• TEXT FOR ANALYSIS
_ _ _
The oldest malignant cancer ever found has just been discovered.

A fossilised human foot bone, found in South Africa and dating back 1.7 million years, seems to be the first evidence of a malignant cancer known in history.

The fossil shows signs of osteosarcoma, an aggressive form of bone cancer. It was found in a metatarsal, one of the five long bones that connect to the toes.

The scientists aren’t sure exactly species the bone came from. But they are certain that it belonged to an ancient human and not an ape.

The find could pose a problem for the view that cancer is a result of our modern lifestyles, including our unhealthy diets and the fact that we live so long.

Another paper in the same journal, the South African Journal of Science, documents a benign tumour that is even older.

That is the oldest tumour ever found in a fossil – in the vertebrae of a child who lived nearly two million years ago.
_ _ _
• RAW DATA

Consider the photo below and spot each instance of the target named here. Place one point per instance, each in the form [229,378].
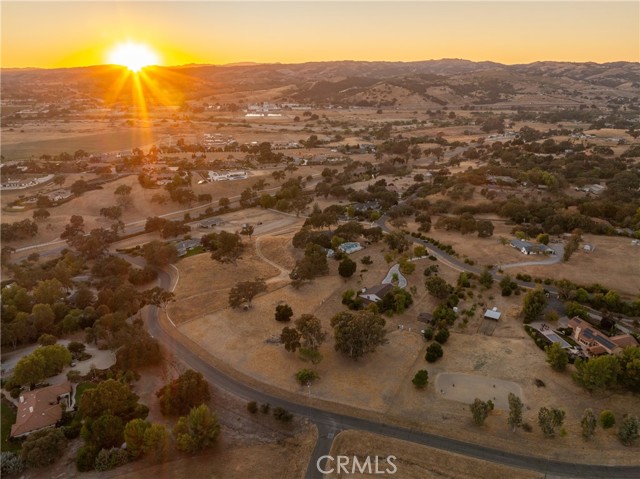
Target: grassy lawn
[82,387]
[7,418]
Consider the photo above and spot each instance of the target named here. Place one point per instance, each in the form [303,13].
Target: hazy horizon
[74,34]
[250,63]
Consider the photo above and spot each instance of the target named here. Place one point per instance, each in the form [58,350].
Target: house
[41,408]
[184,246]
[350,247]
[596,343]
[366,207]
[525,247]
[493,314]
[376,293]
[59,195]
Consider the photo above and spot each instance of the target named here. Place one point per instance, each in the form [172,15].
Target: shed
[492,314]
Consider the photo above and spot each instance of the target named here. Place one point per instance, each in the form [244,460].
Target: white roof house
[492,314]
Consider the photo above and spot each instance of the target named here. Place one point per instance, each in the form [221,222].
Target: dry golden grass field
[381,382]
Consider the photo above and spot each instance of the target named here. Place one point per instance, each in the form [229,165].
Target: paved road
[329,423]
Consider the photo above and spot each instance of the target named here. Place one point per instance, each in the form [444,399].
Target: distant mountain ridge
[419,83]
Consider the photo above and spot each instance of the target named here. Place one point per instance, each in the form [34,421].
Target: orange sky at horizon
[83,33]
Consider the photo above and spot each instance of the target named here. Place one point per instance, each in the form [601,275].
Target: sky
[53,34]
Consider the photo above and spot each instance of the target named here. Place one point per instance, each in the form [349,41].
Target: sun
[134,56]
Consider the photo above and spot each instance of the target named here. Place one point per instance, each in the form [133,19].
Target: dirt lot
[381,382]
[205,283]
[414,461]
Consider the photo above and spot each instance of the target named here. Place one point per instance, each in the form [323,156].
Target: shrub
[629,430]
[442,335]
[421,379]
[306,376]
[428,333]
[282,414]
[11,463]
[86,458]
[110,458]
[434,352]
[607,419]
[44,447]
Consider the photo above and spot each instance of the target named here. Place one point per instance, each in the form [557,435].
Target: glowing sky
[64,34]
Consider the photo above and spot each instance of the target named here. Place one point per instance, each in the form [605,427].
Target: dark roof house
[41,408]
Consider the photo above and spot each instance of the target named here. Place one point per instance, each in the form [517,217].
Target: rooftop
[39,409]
_ _ _
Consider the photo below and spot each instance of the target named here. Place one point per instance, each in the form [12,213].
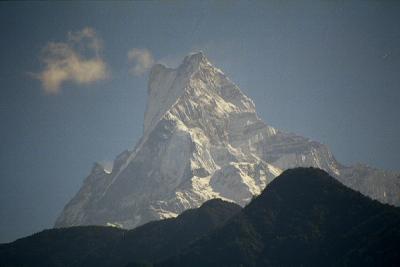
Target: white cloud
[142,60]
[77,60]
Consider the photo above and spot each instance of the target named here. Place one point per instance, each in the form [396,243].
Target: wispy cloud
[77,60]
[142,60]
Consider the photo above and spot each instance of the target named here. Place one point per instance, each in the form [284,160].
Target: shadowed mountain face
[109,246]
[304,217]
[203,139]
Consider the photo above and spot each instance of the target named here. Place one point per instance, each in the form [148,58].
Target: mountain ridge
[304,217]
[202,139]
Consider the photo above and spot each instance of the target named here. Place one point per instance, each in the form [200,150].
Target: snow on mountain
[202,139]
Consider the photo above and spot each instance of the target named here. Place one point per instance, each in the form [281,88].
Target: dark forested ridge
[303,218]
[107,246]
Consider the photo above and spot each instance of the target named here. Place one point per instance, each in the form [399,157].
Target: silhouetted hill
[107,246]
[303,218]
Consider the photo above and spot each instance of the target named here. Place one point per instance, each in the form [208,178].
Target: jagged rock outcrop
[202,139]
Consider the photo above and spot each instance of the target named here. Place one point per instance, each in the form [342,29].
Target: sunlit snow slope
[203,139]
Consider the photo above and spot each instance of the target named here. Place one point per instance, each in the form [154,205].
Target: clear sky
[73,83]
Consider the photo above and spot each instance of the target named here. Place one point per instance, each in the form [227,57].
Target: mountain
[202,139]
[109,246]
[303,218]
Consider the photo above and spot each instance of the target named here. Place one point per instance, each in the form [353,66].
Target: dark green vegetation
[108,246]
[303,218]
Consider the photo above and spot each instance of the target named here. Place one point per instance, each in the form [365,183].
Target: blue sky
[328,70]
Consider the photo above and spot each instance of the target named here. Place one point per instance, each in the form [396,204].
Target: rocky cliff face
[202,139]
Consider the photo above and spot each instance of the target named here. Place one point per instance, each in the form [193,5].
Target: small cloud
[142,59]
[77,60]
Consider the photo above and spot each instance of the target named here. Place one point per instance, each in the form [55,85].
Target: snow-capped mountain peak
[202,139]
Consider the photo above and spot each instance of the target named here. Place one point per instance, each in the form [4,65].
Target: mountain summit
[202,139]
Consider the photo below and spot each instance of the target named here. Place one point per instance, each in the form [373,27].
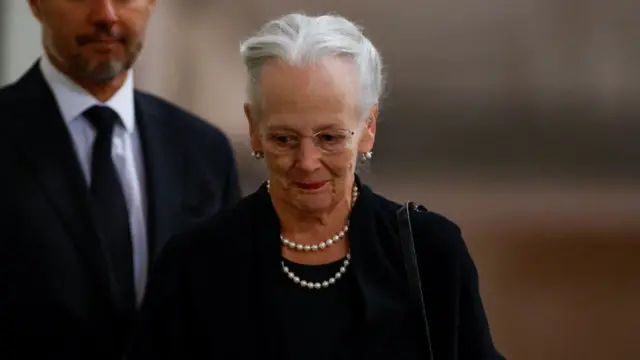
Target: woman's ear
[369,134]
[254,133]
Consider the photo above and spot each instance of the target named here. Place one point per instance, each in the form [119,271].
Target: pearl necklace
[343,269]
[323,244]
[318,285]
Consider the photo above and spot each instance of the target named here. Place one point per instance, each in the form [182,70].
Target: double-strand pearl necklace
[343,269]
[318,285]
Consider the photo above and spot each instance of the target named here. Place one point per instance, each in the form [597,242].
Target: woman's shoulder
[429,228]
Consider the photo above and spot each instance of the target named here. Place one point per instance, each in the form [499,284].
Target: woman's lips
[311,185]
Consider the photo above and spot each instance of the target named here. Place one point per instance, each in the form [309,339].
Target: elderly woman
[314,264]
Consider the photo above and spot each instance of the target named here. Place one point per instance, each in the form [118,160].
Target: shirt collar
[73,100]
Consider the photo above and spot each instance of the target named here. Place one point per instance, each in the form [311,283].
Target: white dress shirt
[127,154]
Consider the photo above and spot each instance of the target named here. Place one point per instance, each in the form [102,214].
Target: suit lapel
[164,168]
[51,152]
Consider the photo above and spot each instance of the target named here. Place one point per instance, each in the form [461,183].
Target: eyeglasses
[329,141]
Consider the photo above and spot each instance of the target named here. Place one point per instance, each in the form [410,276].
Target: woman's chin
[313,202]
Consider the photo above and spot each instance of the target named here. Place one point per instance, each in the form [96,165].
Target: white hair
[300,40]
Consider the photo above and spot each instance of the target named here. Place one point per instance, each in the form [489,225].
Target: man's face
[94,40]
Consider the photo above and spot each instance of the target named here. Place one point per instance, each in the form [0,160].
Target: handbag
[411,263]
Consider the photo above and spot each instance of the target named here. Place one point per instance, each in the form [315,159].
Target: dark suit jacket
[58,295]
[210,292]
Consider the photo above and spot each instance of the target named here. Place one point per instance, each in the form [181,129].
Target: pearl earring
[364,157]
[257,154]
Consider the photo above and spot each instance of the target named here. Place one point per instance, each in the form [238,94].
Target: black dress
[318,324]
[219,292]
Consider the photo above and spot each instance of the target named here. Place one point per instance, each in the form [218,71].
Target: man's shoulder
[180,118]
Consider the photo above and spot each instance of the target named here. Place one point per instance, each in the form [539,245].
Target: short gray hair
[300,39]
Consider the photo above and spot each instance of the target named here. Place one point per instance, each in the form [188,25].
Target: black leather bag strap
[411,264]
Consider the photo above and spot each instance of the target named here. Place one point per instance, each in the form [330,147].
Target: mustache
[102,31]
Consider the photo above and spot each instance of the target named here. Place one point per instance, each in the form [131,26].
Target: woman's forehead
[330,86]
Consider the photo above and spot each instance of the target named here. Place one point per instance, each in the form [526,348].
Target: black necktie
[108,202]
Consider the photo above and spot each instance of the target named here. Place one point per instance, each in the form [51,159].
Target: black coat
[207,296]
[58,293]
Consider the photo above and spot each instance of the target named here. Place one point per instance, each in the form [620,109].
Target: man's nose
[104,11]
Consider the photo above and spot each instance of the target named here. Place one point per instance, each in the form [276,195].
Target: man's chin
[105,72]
_ _ _
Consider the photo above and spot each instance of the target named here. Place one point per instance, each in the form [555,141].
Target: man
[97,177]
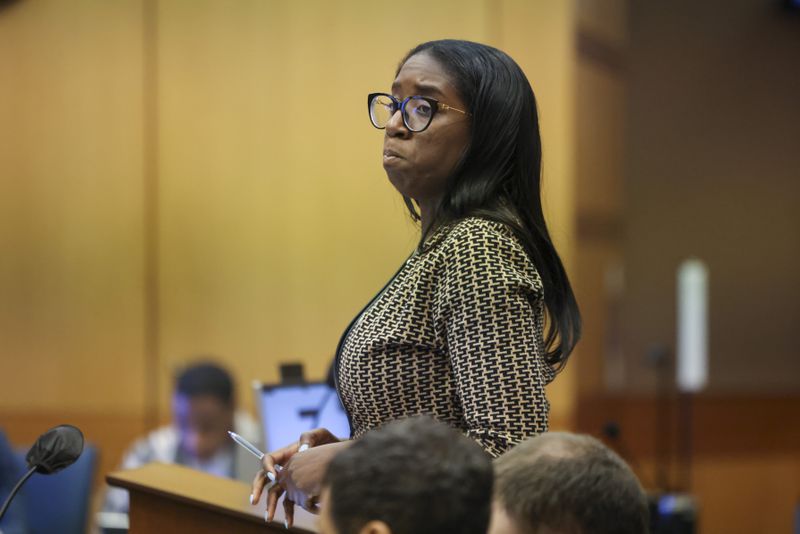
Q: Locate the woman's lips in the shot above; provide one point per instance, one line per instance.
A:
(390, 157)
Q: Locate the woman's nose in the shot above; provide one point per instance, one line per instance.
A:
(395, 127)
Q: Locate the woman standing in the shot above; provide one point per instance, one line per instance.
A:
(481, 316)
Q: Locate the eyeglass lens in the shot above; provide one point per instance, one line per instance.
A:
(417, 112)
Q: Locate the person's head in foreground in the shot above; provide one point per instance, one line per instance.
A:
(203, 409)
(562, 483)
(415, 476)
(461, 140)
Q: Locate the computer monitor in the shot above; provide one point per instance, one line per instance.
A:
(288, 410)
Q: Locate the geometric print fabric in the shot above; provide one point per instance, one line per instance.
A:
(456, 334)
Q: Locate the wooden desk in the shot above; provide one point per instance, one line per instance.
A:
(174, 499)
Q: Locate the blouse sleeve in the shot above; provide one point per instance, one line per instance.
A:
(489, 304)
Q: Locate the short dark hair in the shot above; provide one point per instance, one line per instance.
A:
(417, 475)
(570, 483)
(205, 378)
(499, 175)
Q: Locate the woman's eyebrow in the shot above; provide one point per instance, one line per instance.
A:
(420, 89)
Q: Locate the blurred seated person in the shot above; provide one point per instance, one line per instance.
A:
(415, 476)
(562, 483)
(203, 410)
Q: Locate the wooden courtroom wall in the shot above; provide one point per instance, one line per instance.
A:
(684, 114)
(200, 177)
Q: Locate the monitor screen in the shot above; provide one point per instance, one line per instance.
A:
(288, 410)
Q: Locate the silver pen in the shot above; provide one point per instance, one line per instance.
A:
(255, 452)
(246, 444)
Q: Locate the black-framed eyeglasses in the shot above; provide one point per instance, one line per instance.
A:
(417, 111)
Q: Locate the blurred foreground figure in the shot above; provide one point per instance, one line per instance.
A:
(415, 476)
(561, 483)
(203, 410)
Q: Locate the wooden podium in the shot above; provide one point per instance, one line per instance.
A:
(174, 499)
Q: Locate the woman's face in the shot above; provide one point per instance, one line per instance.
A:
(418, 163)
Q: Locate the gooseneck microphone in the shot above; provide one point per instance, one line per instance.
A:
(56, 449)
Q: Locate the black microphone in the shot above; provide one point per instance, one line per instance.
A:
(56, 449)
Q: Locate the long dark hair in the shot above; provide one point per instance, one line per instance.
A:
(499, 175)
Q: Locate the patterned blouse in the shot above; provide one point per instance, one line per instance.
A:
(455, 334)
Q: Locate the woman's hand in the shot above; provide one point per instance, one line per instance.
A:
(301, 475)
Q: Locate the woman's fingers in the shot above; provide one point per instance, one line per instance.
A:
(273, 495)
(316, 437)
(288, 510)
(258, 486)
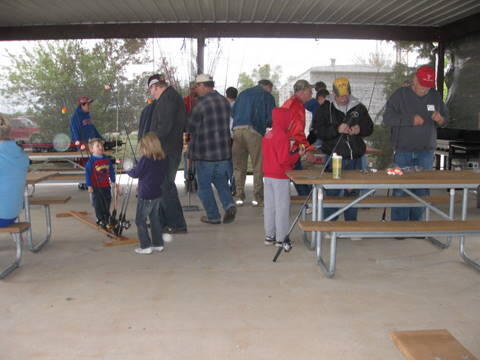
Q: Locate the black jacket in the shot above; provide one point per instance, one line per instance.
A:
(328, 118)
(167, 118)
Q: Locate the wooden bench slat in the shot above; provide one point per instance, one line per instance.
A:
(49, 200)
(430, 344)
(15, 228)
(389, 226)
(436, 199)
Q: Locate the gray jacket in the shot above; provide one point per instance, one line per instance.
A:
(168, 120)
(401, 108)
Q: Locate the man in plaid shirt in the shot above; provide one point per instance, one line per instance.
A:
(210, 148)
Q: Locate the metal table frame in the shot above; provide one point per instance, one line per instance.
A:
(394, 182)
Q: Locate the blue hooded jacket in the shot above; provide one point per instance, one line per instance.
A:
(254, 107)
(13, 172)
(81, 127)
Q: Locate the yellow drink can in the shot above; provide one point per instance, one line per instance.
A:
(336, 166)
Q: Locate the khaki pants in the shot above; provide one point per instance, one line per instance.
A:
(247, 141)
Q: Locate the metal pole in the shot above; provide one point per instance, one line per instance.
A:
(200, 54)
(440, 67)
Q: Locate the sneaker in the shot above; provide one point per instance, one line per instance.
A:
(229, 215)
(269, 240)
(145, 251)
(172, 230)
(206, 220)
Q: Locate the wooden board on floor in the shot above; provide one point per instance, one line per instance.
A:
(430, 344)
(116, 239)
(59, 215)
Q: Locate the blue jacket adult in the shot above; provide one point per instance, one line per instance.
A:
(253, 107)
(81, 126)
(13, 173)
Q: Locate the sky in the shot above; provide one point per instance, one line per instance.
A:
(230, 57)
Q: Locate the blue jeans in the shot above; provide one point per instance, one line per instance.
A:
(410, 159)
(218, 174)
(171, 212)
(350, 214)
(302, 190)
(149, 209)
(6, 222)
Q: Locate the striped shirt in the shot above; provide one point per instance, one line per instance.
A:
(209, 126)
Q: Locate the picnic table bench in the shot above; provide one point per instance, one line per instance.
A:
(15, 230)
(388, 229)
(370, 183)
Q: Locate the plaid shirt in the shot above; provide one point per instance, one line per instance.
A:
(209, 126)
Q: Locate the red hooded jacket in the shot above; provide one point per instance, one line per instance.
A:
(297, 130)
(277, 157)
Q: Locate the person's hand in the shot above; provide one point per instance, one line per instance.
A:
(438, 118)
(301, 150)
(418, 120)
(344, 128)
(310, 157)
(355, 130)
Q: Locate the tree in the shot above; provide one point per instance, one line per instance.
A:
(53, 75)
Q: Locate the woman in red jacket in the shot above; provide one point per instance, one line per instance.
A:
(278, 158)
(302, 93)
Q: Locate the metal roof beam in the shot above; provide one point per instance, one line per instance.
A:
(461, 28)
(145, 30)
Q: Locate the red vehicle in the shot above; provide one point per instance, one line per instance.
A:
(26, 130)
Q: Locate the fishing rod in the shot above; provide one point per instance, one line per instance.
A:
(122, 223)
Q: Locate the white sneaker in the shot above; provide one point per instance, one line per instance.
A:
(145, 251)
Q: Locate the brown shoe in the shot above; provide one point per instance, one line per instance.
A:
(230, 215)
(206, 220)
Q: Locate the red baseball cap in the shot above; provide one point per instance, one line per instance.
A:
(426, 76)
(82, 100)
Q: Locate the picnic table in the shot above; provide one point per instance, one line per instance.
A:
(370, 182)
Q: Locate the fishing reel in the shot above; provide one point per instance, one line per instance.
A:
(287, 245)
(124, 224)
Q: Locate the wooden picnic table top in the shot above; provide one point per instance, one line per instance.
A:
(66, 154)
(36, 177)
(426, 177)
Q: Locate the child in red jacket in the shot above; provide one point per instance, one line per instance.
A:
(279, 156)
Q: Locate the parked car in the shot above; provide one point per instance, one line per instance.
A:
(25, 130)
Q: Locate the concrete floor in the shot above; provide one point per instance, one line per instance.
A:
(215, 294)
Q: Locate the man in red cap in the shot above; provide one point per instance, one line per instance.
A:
_ _ _
Retype, without any changes, the part of the fossil cancer text that opens with the words containing "A fossilised human" and closes with "million years ago.". The entries have no connection to the text about the fossil cancer.

A fossilised human foot bone, found in South Africa and dating back 1.7 million years, seems to be the first evidence of a malignant cancer known in history.

The fossil shows signs of osteosarcoma, an aggressive form of bone cancer. It was found in a metatarsal, one of the five long bones that connect to the toes.

The scientists aren’t sure exactly species the bone came from. But they are certain that it belonged to an ancient human and not an ape.

The find could pose a problem for the view that cancer is a result of our modern lifestyles, including our unhealthy diets and the fact that we live so long.

Another paper in the same journal, the South African Journal of Science, documents a benign tumour that is even older.

That is the oldest tumour ever found in a fossil – in the vertebrae of a child who lived nearly two million years ago.